* _Text excerpt_:

Content starts

That precious germ of ingenuity that feeds the passion to keep Garnish GAA alive is motoring well.
The furthest club in Ireland from Croke Park, on the tip of the Beara peninsula in west Cork, should have succumbed to a shortage of players by now, to a lack of funding and ultimately to a dearth of games, extended by a national lockdown.
But it refuses to lose. This week it is rolling out a vintage Massey Ferguson tractor, a thing of beauty, and auctioning it in a drive to stay alive. They’d rather be red than dead, says the indefatigable Ollie ‘Rue’ O’Sullivan, the man behind the steering wheel.
“This year we’ve no income stream due to Covid restrictions. Hence, we’ve gone a different road, and we agreed on the vintage tractor raffle. We found Patsy Dineen in from Ovens and the finest 1967 Massey Ferguson 135, fully restored to showroom condition,” he explained. “And we got Tomás Ó Sé to launch it.
“We have valued the tractor at a modest €10,000, we are selling tickets at €100 and limiting sales to 500 only.”
The appeal is obvious: agricultural envy. Who wouldn’t want to cut a dash around the parish on this?
“We are seeking the support of the farming community, the vintage community, the GAA community and people like ourselves all over Ireland who appreciate the struggles of a rural community in exchange for the once in a lifetime chance to win a like-new vintage tractor.”
The depopulation dilemma has hit rural GAA clubs hard. Neighbouring villages and parishes, once sworn enemies, have been forced to amalgamate to ensure games for remaining players. That Garnish GAA is fielding at all is a small miracle.
“If any fella comes west of the Gap of Gour and looks like he ever put on a pair of boots, he doesn’t escape. We need everybody,” Ollie ‘Rue’, the club’s vice-chairman said. He’s 48 and still playing.

Content ends

* _Exercise requirements_:
#1 Reproduce the stretch of the Garnish GAA piece from "The depopulation dilemma" through "a small miracle.", word for word.
#2 Write the next part of the Garnish GAA piece above, picking up after its last sentence.

* _Material provided_:
Content starts

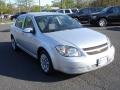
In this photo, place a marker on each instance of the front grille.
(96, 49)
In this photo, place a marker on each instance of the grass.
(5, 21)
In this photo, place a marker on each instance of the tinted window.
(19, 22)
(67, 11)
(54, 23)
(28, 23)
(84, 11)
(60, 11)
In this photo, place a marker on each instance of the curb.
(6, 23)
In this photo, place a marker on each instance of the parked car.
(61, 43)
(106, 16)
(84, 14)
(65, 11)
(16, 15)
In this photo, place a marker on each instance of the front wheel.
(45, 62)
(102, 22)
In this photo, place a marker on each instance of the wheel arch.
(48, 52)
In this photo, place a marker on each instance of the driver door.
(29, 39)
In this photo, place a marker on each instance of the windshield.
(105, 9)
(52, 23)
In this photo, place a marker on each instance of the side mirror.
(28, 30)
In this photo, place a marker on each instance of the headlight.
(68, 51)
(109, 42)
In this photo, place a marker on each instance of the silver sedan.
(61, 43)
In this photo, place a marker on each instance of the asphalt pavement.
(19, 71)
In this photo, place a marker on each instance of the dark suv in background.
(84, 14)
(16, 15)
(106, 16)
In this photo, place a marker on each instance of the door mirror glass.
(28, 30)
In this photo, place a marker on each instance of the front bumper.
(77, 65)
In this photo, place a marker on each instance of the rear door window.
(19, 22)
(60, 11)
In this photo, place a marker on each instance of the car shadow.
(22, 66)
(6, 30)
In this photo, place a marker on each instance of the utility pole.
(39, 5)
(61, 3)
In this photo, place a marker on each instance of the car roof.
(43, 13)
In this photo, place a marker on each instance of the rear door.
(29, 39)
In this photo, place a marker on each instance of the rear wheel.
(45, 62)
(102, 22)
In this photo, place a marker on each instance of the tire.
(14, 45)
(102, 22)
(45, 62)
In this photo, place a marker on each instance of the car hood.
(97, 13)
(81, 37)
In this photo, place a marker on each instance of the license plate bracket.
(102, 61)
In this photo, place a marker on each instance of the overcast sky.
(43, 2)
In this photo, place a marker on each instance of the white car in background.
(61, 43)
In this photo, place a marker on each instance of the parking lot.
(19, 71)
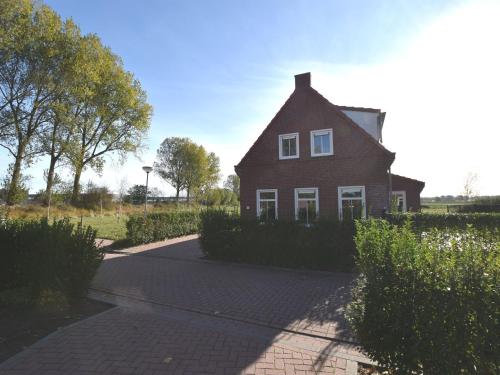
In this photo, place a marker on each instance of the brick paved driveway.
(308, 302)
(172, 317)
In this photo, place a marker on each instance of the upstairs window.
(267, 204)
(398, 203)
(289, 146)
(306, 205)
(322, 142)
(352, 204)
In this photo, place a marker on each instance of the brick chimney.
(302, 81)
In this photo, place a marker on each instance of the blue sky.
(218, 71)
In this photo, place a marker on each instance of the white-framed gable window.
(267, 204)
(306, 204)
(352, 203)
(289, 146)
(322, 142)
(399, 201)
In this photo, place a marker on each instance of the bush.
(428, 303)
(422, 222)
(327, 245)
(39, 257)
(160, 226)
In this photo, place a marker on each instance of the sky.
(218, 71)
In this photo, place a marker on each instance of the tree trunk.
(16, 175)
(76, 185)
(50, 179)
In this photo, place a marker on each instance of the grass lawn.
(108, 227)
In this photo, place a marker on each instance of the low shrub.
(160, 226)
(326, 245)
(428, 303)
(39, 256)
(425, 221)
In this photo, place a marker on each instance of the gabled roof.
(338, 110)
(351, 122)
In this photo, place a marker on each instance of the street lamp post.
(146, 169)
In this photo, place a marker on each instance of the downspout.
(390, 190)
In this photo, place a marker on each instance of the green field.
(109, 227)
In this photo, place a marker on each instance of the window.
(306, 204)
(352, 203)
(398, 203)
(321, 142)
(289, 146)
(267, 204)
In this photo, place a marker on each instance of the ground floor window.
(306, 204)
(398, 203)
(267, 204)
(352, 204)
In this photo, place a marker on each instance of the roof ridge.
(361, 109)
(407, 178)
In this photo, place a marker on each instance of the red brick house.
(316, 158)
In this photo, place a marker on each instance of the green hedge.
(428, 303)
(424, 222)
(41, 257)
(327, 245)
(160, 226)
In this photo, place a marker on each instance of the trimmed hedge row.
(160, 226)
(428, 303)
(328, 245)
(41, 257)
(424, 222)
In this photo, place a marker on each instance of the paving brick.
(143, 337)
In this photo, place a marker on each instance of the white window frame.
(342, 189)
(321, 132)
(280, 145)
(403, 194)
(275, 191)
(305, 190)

Content ends
Content starts

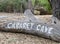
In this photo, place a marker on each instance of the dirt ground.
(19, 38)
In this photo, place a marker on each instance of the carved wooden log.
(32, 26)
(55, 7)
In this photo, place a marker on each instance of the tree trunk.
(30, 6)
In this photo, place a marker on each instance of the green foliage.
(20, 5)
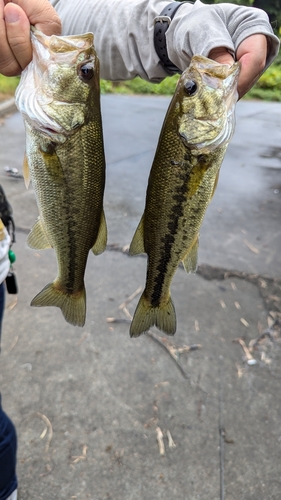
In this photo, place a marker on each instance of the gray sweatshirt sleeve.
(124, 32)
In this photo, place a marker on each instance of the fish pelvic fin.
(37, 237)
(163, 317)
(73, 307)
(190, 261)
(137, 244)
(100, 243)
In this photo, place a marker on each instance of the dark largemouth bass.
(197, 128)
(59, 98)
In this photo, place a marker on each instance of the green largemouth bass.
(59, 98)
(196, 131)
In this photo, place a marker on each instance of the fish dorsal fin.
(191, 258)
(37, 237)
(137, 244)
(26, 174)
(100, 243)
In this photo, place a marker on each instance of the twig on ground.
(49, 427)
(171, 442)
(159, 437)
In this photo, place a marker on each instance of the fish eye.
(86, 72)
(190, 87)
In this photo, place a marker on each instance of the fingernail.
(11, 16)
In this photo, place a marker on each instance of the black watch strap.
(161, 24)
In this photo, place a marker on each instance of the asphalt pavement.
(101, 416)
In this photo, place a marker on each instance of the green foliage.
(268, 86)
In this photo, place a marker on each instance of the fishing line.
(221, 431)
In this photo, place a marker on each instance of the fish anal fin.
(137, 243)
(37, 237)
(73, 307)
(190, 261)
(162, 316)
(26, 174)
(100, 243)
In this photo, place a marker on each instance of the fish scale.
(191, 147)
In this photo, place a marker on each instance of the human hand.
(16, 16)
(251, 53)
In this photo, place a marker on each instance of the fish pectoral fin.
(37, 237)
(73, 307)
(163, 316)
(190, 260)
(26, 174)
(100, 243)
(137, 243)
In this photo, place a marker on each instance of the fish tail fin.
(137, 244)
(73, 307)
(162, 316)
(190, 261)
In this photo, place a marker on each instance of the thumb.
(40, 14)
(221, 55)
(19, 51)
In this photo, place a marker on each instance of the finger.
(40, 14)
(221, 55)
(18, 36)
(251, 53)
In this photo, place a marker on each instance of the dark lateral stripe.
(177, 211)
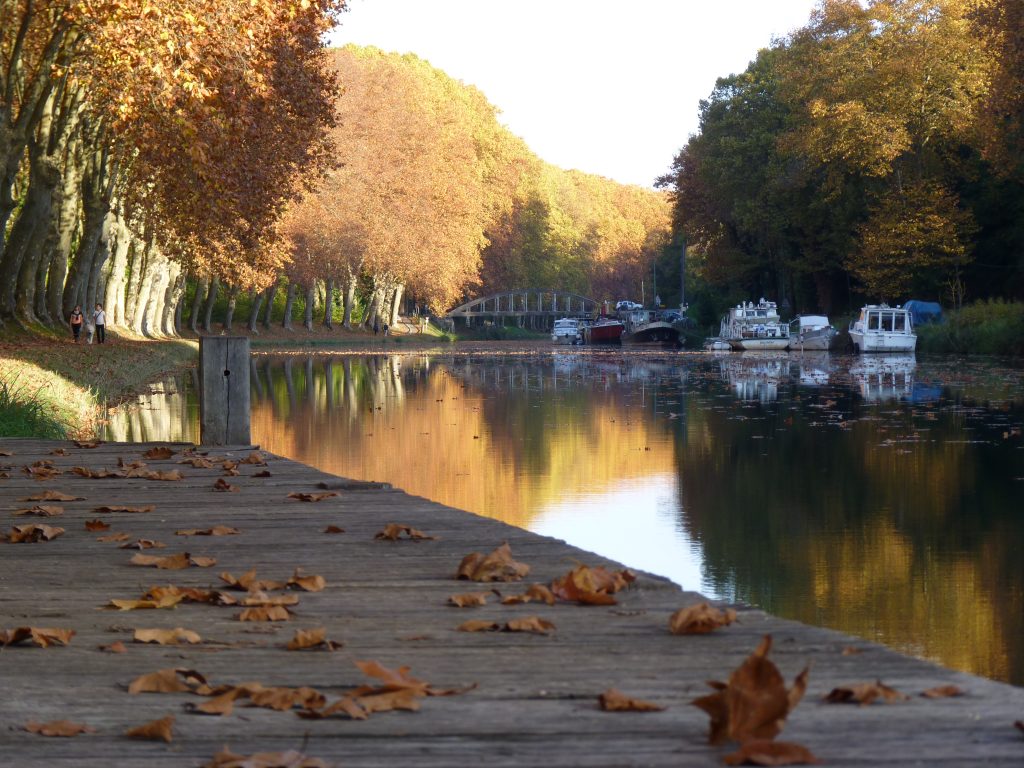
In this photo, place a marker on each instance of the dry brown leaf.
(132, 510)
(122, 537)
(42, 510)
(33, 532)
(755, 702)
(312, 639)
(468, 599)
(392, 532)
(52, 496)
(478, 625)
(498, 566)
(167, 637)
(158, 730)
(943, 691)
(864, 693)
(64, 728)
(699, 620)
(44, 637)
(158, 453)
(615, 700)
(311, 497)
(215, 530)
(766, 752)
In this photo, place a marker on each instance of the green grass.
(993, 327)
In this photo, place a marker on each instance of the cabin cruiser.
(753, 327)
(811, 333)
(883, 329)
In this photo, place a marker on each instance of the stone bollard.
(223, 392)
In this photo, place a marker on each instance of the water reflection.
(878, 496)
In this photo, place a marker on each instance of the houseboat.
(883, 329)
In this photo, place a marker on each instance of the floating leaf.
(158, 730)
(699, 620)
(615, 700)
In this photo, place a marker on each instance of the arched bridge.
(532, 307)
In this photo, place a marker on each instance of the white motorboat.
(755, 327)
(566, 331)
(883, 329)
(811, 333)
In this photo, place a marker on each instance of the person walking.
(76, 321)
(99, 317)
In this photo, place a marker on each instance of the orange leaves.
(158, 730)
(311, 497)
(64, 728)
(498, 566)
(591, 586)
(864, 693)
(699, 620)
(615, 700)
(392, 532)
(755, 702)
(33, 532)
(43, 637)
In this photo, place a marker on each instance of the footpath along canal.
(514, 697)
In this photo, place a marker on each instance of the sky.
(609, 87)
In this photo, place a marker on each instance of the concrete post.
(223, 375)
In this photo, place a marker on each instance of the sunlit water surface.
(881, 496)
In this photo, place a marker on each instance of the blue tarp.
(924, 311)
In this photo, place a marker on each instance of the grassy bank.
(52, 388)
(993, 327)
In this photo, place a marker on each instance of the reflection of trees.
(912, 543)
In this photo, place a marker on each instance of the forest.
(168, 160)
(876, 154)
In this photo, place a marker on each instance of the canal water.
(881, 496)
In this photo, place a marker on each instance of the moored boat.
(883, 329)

Content ends

* _Expected results_:
#1
The depopulation dilemma has hit rural GAA clubs hard. Neighbouring villages and parishes, once sworn enemies, have been forced to amalgamate to ensure games for remaining players. That Garnish GAA is fielding at all is a small miracle.

#2
When Ollie ‘Rue’ started knocking heads with progressive young club chairman Eric O’Neill, Limerick-based treasurer Ruairi Mensink, and chairman of this fundraiser, Cormac McMahon, who’s living in Kildare, one imperative was understood: without players there was no club.
“We have gained lads working here, married into or in a relationship in the area, and from the father’s club rule. Needs must,” he says.
“There are about 350 adults living in the parish of Allihies with about 45 kids in the local national school and around 40 more going to secondary school. Players are well used to making the long journey home for matches and training during the season. But I’d say they’d willingly do it after this pandemic.”
Garnish plan to spend proceeds on improving dressing rooms and also around the pitch and grounds. “Also we want to invest in the youth of the club. We need every child participating at some level. In my time I attended one of three national schools before we all merged to the current national school.
“Last year we considered folding due to numbers but decided to drop a level to suit older and younger lads. It has put great pressure on our players at their peak to carry us on big days. There are a number of young boys in parish and it is our responsibility to make sure there is a club there for them when they come of age.
“Garnish GAA was founded in 1927 and, for such a small club, it has a long history of providing players to Cork GAA. Some great people have held the baton of Garnish before - It is our responsibility to hold the baton now,” O’Sullivan added.
Covid-19 and lockdowns haven’t a lot to recommend them, but there is this: communities will inevitably have a greater appreciation of everything about them when it all ends, most of all the community reach of the local GAA club.
“We are expanding the reach of the club in the community, getting people involved who might not previously have been with us. We intend for the club to be a focal point in the parish with everyone in the parish having ownership of it.”